__SUPPLIED TEXT__:
--------------------

Click here to download this information in pdf format.

Below are Frequently Asked Questions about actions The Virginia Conference of The United Methodist Church is taking to protect congregants and to continue ministry during the COVID-19 pandemic. Many of these precautions are expected to remain in place for some time, until this crisis is clearly over. This document will be updated periodically.

Important Dates:
• In-person, “drive-thru” or “drive-in” worship services on or off Virginia Conference property remain canceled until further notice.
• Preschools closed until March 30, 2020; childcare facilities with emphasis on serving children of essential personnel may begin reopening on March 30, 2020 according to the guidelines listed below or as soon as they are able to do so after March 30.

• Where do I find information about Virginia Conference information and precautions against COVID-19?
All updates from Bishop Lewis concerning COVID-19 and directives for local churches can be found at:

• Does the Bishop’s Office/conference center want to know if there are cases of COVID-19 in the Virginia Conference?

--------------------

__WORK INSTRUCTIONS__:
**a.** Please copy everything from "Below are Frequently" down to "until further notice." in the Virginia Conference FAQ, replacing "pandemic" with "outbreak".
**b.** Summarize the Virginia Conference FAQ in two sentences.
**c.** According to the Virginia Conference FAQ, until what date are preschools closed?
The listing that comes next has nothing to do with the Virginia Conference FAQ.

Stored data entries

--------------------

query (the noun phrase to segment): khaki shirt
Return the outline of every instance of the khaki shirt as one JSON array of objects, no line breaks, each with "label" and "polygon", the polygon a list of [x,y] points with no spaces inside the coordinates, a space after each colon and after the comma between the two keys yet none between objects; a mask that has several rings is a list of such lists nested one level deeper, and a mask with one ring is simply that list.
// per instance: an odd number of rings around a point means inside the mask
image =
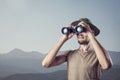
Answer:
[{"label": "khaki shirt", "polygon": [[101,80],[101,67],[94,51],[71,51],[67,62],[68,80]]}]

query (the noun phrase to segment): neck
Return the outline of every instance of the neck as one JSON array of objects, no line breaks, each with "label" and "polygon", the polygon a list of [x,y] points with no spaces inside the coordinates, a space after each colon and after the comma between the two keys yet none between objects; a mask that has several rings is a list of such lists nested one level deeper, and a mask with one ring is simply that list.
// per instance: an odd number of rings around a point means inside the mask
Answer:
[{"label": "neck", "polygon": [[88,43],[88,44],[81,44],[80,47],[79,47],[79,50],[81,52],[88,52],[88,51],[92,50],[92,46],[90,45],[90,43]]}]

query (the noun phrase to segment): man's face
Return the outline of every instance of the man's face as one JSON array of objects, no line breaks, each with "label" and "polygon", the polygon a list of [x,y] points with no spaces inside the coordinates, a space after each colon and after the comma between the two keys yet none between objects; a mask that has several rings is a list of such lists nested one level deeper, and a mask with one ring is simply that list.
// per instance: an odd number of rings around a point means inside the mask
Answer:
[{"label": "man's face", "polygon": [[[87,27],[88,24],[81,21],[80,23],[78,23],[78,26],[82,26],[82,27]],[[89,43],[89,38],[86,32],[82,32],[80,34],[77,35],[77,39],[78,39],[78,43],[79,44],[88,44]]]}]

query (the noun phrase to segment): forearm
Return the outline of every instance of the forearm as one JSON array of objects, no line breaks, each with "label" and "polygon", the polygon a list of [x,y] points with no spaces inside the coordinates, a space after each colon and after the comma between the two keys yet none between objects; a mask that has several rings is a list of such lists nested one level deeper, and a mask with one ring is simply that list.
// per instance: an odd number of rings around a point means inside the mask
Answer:
[{"label": "forearm", "polygon": [[90,41],[93,45],[98,61],[101,64],[102,68],[108,69],[111,66],[111,62],[110,62],[110,59],[107,57],[107,53],[105,49],[97,41],[94,35],[89,34],[89,38],[90,38]]},{"label": "forearm", "polygon": [[64,36],[62,36],[62,38],[60,38],[60,40],[57,42],[57,44],[48,52],[48,54],[46,55],[46,57],[44,58],[42,65],[45,67],[50,66],[50,64],[55,60],[55,57],[58,53],[58,51],[60,50],[60,48],[62,47],[62,45],[65,43],[67,39],[64,38]]}]

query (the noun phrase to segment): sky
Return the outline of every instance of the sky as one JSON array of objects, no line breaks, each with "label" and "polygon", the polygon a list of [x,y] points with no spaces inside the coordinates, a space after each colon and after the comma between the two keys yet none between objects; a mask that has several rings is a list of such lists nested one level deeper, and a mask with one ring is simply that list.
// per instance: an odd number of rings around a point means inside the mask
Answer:
[{"label": "sky", "polygon": [[[120,0],[0,0],[0,54],[15,48],[47,53],[62,27],[89,18],[106,50],[120,51]],[[78,48],[76,36],[60,50]]]}]

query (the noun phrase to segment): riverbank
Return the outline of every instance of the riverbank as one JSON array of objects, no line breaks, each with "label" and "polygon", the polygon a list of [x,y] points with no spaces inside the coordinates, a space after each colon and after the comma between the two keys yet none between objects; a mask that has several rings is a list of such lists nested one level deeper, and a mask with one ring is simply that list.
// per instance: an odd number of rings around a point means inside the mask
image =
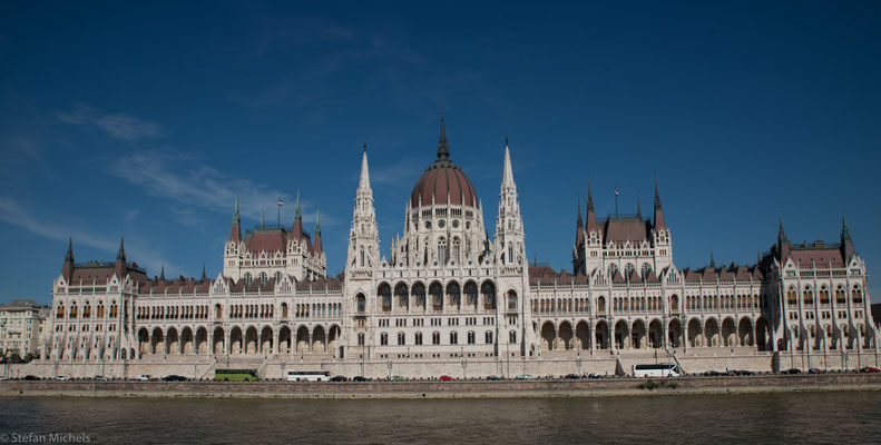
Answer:
[{"label": "riverbank", "polygon": [[0,397],[536,398],[835,390],[881,390],[881,374],[500,382],[0,382]]}]

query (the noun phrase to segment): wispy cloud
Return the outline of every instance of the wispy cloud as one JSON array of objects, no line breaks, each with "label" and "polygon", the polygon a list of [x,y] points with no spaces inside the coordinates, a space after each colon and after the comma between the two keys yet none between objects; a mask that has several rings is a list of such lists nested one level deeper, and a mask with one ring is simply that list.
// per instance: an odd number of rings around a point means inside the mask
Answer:
[{"label": "wispy cloud", "polygon": [[[0,196],[0,222],[17,226],[46,239],[67,241],[68,237],[71,237],[74,239],[75,249],[77,245],[86,245],[112,255],[119,248],[119,239],[95,236],[84,230],[71,229],[67,225],[37,218],[10,197]],[[165,266],[166,269],[183,270],[169,264],[160,251],[146,246],[145,243],[141,243],[135,237],[126,237],[126,251],[129,254],[129,257],[141,265],[146,265],[148,271],[155,273],[163,266]]]},{"label": "wispy cloud", "polygon": [[67,123],[94,127],[110,137],[128,141],[163,136],[159,123],[146,121],[125,113],[106,113],[88,105],[79,103],[70,112],[56,112]]},{"label": "wispy cloud", "polygon": [[[176,166],[185,167],[176,169]],[[118,158],[111,167],[112,175],[140,187],[146,194],[172,199],[189,209],[176,211],[175,215],[190,222],[195,215],[192,209],[229,214],[236,196],[239,198],[241,214],[251,219],[260,219],[267,208],[272,216],[275,209],[267,204],[275,202],[280,196],[287,197],[285,207],[293,206],[290,194],[224,174],[202,162],[194,155],[172,150],[141,150]],[[137,175],[131,175],[133,171],[137,171]],[[301,200],[301,206],[304,211],[303,219],[314,221],[314,212],[310,211],[314,208],[312,202]],[[336,224],[333,216],[324,212],[321,219],[327,226]]]}]

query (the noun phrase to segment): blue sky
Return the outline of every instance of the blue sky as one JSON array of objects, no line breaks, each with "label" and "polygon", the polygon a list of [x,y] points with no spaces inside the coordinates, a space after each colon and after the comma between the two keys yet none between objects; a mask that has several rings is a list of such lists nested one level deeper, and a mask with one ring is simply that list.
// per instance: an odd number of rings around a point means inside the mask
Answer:
[{"label": "blue sky", "polygon": [[716,3],[2,2],[0,300],[49,301],[69,236],[215,276],[236,192],[253,227],[298,189],[339,274],[363,142],[388,255],[441,103],[490,235],[510,139],[530,259],[571,267],[588,178],[647,216],[657,175],[681,268],[846,214],[872,274],[881,7]]}]

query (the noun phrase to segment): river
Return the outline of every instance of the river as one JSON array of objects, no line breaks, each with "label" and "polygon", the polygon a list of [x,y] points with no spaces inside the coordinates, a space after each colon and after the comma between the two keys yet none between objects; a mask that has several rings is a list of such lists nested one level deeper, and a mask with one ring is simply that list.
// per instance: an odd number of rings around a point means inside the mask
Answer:
[{"label": "river", "polygon": [[[529,399],[2,398],[0,442],[879,443],[881,393]],[[71,443],[71,442],[68,442]]]}]

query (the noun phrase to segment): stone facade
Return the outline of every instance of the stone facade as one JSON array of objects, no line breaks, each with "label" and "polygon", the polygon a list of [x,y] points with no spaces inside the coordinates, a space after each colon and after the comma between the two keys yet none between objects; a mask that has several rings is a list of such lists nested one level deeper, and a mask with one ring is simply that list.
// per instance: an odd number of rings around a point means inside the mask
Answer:
[{"label": "stone facade", "polygon": [[10,357],[41,353],[40,338],[49,315],[49,306],[29,299],[17,299],[0,305],[0,355]]},{"label": "stone facade", "polygon": [[657,185],[652,218],[637,206],[605,220],[588,186],[571,273],[530,266],[507,141],[490,238],[441,119],[438,159],[384,256],[368,164],[365,146],[337,277],[325,276],[321,226],[303,231],[298,205],[290,230],[262,224],[242,237],[236,202],[214,279],[150,279],[121,241],[116,263],[75,264],[69,245],[52,287],[45,372],[544,375],[658,360],[686,372],[878,362],[867,269],[846,224],[838,245],[797,246],[781,222],[777,243],[753,265],[679,269]]}]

--------------------

__ANSWER LIST__:
**a.**
Below are Frequently Asked Questions about actions The Virginia Conference of The United Methodist Church is taking to protect congregants and to continue ministry during the COVID-19 outbreak. Many of these precautions are expected to remain in place for some time, until this crisis is clearly over. This document will be updated periodically.

Important Dates:
• In-person, “drive-thru” or “drive-in” worship services on or off Virginia Conference property remain canceled until further notice.

**b.** The Virginia Conference of The United Methodist Church answers frequently asked questions about the actions it is taking to protect congregants and continue ministry during the COVID-19 pandemic, and many of these precautions are expected to remain until the crisis is clearly over. In-person, "drive-thru" and "drive-in" worship services remain canceled until further notice, preschools are closed until March 30, 2020, and childcare facilities serving children of essential personnel may begin reopening on that date.

**c.** March 30, 2020.